PASSAGE TO READ:

-- Start --

Well, where to begin..
Tokyo is a booming city that has literally earned the title of the “Most Populous Metropolitan Area in the World”. Within the streets, you see almost as many bicycles as pedestrians but notice one thing lacking, a use of locks. The sense of trust and friendliness is expanded to the pedestrians when visiting the city as well. Treat their streets with respect and their patrons will do the same in return.
Japan has adopted a strongly cultural mindset of proper trash disposal and as a result, have immaculately clean public locations. Cleanliness and hygiene stretch further than just in public places, the removal of shoes and use of private hot springs is also highly adopted through this respected cultural mindset.

-- End --

REQUIRED ACTIONS:
1) What does the Tokyo passage say is noticeably lacking among the many bicycles on the city's streets?
2) Reproduce the stretch of the Tokyo passage from "Tokyo is a booming" through "same in return.", word for word.

RECORDED INFORMATION:
-- Start --

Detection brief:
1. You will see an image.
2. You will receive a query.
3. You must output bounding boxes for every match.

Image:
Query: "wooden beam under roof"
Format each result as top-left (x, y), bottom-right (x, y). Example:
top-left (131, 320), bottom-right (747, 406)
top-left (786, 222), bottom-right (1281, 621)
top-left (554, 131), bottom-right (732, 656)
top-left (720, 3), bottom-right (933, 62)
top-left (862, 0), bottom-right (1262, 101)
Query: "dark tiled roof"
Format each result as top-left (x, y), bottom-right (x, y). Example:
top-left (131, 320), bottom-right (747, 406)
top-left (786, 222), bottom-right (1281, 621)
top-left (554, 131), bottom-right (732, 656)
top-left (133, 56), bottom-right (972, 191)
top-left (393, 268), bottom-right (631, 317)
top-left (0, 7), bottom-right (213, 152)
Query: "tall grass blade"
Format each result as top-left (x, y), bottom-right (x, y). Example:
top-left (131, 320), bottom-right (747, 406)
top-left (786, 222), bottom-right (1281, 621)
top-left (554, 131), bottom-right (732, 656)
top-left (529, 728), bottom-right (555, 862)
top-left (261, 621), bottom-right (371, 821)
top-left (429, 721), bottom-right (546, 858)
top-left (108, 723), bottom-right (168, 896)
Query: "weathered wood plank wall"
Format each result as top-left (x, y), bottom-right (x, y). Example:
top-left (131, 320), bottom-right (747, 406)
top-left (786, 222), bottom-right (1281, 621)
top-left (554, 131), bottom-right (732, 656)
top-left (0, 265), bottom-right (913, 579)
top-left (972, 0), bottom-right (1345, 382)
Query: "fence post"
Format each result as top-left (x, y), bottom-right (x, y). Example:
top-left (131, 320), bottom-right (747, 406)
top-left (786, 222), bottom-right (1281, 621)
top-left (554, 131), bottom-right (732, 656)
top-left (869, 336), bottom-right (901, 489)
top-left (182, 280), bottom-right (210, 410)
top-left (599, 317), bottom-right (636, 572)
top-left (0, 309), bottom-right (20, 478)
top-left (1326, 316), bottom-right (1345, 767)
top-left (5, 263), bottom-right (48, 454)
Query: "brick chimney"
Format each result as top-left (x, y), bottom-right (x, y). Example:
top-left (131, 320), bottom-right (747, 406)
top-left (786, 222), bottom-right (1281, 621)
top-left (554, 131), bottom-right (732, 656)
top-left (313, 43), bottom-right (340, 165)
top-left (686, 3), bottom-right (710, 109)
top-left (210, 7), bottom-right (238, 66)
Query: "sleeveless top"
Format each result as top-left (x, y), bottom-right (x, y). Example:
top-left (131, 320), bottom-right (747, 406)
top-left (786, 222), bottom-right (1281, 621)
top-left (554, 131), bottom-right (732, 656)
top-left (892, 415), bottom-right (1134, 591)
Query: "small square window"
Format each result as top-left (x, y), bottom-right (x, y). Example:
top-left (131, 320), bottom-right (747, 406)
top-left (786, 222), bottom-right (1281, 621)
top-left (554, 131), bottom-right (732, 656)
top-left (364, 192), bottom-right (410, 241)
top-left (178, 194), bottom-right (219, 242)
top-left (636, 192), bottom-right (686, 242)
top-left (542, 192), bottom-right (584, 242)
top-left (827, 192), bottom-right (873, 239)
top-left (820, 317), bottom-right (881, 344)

-- End --

RESULTS FOR THE EXERCISE:
1) A use of locks.

2)
Tokyo is a booming city that has literally earned the title of the “Most Populous Metropolitan Area in the World”. Within the streets, you see almost as many bicycles as pedestrians but notice one thing lacking, a use of locks. The sense of trust and friendliness is expanded to the pedestrians when visiting the city as well. Treat their streets with respect and their patrons will do the same in return.